● Exercise requirements:
1. According to the passage on stress, which month is stress awareness month?
2. Rewrite the passage on stress from "Did you know" to "What is stress?", changing "wellbeing" to "well-being".
[Opening Passage provided section]
“The greatest weapon against stress is our ability to choose one thought over another.”

– William James

Did you know that April is stress awareness month? This is a great chance to learn about the dangers of stress, adopt helpful coping strategies and techniques and banish the misconceptions that arise. I thought it would be a good time to discuss health and wellbeing, and in particular how to reduce stress at work. 

What is stress? 

Stress is a commonly used term, but what exactly is it? According to stress.org, it is a physical response. This happens when the body believes that it’s under attack and enters ‘fight or flight’ mode, releasing hormones and chemicals such as adrenaline, cortisol, and norepinephrine. 

In a state of stress, we respond differently to those around us. We can be more hostile, agitated, and snappy. We may use avoidance behaviours, removing ourselves and ‘flighting’ from a situation.
[Closing Passage provided section]
[Opening Extracted entries section]
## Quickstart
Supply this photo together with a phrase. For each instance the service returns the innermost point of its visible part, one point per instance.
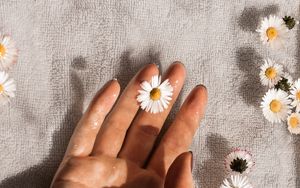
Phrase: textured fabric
(69, 49)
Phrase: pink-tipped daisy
(239, 161)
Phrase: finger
(179, 136)
(180, 172)
(83, 138)
(111, 136)
(146, 126)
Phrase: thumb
(180, 172)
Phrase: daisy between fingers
(236, 181)
(8, 53)
(273, 31)
(276, 105)
(155, 96)
(7, 88)
(270, 73)
(294, 123)
(295, 95)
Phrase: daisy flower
(295, 95)
(8, 53)
(276, 105)
(285, 83)
(236, 181)
(270, 73)
(294, 123)
(273, 31)
(239, 161)
(290, 22)
(7, 88)
(155, 96)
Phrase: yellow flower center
(275, 106)
(294, 122)
(1, 89)
(271, 73)
(298, 95)
(271, 33)
(2, 50)
(155, 94)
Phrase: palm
(104, 152)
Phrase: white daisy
(7, 88)
(294, 123)
(276, 105)
(270, 73)
(295, 95)
(239, 161)
(8, 53)
(236, 181)
(155, 96)
(273, 31)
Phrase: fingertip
(115, 85)
(179, 173)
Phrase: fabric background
(69, 49)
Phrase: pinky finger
(83, 138)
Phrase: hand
(112, 143)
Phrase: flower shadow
(248, 61)
(41, 175)
(211, 173)
(250, 16)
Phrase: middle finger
(146, 126)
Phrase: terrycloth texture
(69, 49)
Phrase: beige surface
(69, 49)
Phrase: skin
(112, 145)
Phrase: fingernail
(192, 161)
(201, 85)
(175, 62)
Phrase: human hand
(113, 142)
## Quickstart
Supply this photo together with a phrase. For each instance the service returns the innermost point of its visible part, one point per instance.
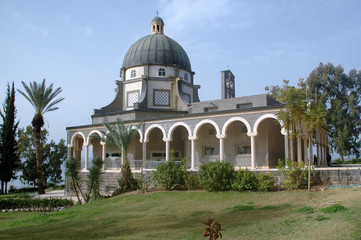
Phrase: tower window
(133, 73)
(161, 72)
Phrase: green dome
(157, 19)
(157, 49)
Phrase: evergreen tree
(9, 159)
(53, 156)
(340, 94)
(43, 100)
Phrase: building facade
(157, 91)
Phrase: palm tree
(119, 136)
(43, 100)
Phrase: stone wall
(330, 175)
(324, 176)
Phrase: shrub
(144, 182)
(34, 204)
(95, 180)
(333, 208)
(307, 210)
(295, 175)
(266, 182)
(191, 181)
(169, 175)
(126, 182)
(216, 176)
(245, 180)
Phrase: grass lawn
(178, 215)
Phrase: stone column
(318, 153)
(221, 148)
(305, 152)
(144, 154)
(292, 149)
(299, 149)
(287, 147)
(167, 148)
(103, 154)
(193, 151)
(253, 149)
(69, 151)
(86, 156)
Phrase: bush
(266, 182)
(295, 175)
(95, 173)
(216, 176)
(34, 204)
(144, 182)
(126, 182)
(245, 180)
(169, 175)
(191, 181)
(333, 208)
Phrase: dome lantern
(157, 25)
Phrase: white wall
(139, 72)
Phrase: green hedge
(43, 205)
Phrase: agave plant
(213, 231)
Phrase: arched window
(133, 73)
(161, 72)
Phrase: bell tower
(228, 85)
(157, 25)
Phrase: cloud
(87, 31)
(65, 17)
(20, 22)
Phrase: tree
(9, 159)
(72, 173)
(43, 100)
(299, 114)
(340, 94)
(119, 136)
(53, 156)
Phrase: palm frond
(41, 97)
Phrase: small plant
(126, 182)
(321, 218)
(216, 176)
(144, 182)
(307, 210)
(213, 231)
(241, 208)
(169, 175)
(295, 175)
(72, 172)
(95, 173)
(245, 180)
(266, 182)
(191, 181)
(333, 208)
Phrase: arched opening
(181, 145)
(269, 143)
(78, 150)
(237, 145)
(207, 145)
(94, 147)
(155, 149)
(135, 152)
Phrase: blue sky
(79, 45)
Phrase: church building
(157, 90)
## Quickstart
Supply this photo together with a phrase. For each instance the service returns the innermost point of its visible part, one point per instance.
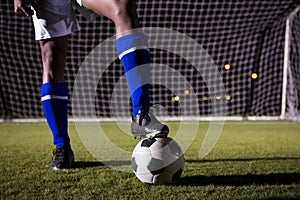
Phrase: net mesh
(245, 36)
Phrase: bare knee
(53, 58)
(124, 15)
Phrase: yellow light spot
(227, 66)
(254, 75)
(175, 98)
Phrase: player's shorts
(55, 18)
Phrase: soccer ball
(157, 161)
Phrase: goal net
(254, 47)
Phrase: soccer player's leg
(51, 30)
(133, 51)
(54, 97)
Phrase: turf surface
(251, 160)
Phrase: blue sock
(54, 98)
(134, 54)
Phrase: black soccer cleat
(63, 158)
(146, 125)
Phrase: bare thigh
(121, 12)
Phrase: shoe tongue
(144, 119)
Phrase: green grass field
(251, 160)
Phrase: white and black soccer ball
(157, 161)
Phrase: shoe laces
(144, 114)
(59, 153)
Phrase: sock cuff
(55, 89)
(131, 42)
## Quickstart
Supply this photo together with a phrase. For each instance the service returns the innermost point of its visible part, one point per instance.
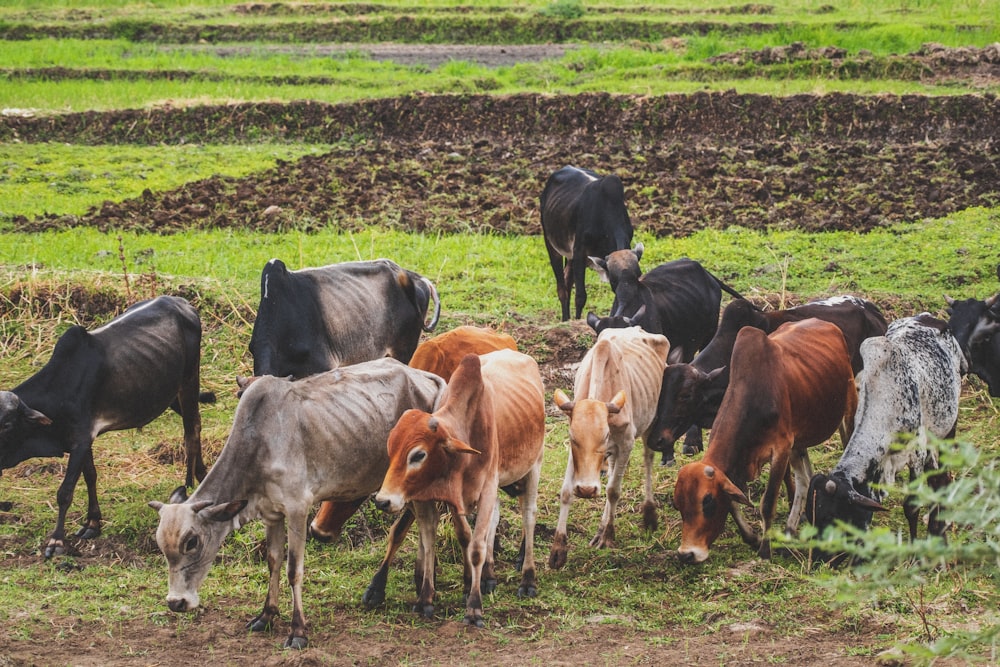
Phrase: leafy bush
(891, 572)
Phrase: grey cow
(293, 443)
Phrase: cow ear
(178, 496)
(861, 500)
(34, 416)
(223, 511)
(561, 401)
(616, 404)
(599, 265)
(456, 446)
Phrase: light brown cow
(616, 388)
(439, 355)
(787, 392)
(487, 434)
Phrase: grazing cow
(583, 215)
(119, 376)
(316, 319)
(678, 299)
(692, 393)
(787, 392)
(615, 394)
(975, 324)
(487, 434)
(292, 443)
(910, 386)
(439, 355)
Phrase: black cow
(691, 393)
(122, 375)
(678, 299)
(317, 319)
(583, 215)
(974, 324)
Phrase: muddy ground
(475, 163)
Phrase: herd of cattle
(337, 412)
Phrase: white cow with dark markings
(293, 443)
(910, 386)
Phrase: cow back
(440, 355)
(629, 360)
(515, 385)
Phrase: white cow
(293, 443)
(615, 391)
(910, 385)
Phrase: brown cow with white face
(787, 392)
(487, 434)
(616, 388)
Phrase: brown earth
(464, 163)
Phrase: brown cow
(439, 355)
(787, 392)
(487, 434)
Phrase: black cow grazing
(317, 319)
(691, 393)
(678, 299)
(583, 215)
(974, 324)
(910, 386)
(122, 375)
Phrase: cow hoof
(477, 621)
(55, 548)
(88, 533)
(373, 597)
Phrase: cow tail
(437, 306)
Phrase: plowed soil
(477, 163)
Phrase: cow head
(423, 458)
(16, 421)
(835, 498)
(589, 434)
(974, 324)
(703, 495)
(189, 535)
(687, 398)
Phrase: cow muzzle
(180, 604)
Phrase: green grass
(69, 179)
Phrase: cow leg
(801, 470)
(579, 271)
(191, 418)
(649, 519)
(779, 466)
(275, 535)
(692, 441)
(92, 524)
(605, 537)
(375, 593)
(64, 497)
(427, 519)
(560, 543)
(528, 502)
(477, 553)
(297, 528)
(329, 521)
(560, 267)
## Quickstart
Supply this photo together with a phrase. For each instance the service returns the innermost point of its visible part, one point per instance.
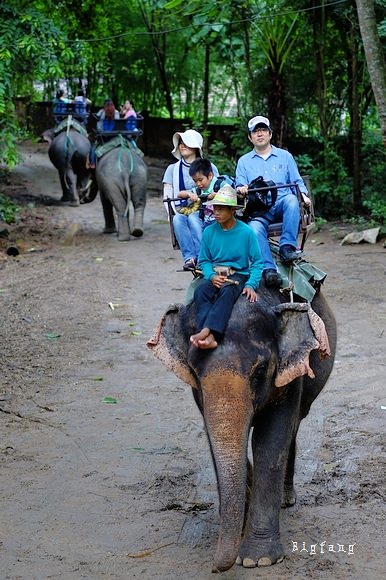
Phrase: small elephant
(121, 176)
(69, 147)
(274, 360)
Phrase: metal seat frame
(306, 224)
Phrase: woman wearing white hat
(177, 183)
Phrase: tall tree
(374, 57)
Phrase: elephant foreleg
(138, 222)
(108, 214)
(273, 432)
(123, 228)
(289, 493)
(68, 183)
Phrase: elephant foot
(123, 237)
(289, 497)
(137, 232)
(258, 554)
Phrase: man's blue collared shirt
(280, 167)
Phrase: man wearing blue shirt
(279, 166)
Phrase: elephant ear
(301, 330)
(169, 345)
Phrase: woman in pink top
(127, 110)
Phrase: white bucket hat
(259, 120)
(191, 138)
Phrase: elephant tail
(126, 182)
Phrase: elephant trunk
(228, 413)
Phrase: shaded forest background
(316, 69)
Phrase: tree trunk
(206, 88)
(374, 57)
(356, 124)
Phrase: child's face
(202, 181)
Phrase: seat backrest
(307, 215)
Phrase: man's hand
(218, 280)
(250, 294)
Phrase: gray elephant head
(270, 350)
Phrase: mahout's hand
(250, 294)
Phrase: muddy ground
(96, 489)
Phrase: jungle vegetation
(316, 69)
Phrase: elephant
(273, 361)
(69, 147)
(121, 176)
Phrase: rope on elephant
(300, 278)
(118, 141)
(68, 124)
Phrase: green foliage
(331, 185)
(222, 160)
(8, 210)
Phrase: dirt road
(92, 488)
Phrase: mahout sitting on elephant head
(231, 264)
(272, 362)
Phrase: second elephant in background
(121, 175)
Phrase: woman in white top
(177, 183)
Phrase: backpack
(259, 202)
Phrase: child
(202, 174)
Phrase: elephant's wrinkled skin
(260, 376)
(68, 153)
(121, 176)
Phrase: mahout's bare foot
(199, 336)
(208, 342)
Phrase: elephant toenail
(264, 561)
[Closing Extracted entries section]
● Solutions in order:
1. April

2.
Did you know that April is stress awareness month? This is a great chance to learn about the dangers of stress, adopt helpful coping strategies and techniques and banish the misconceptions that arise. I thought it would be a good time to discuss health and well-being, and in particular how to reduce stress at work. 

What is stress?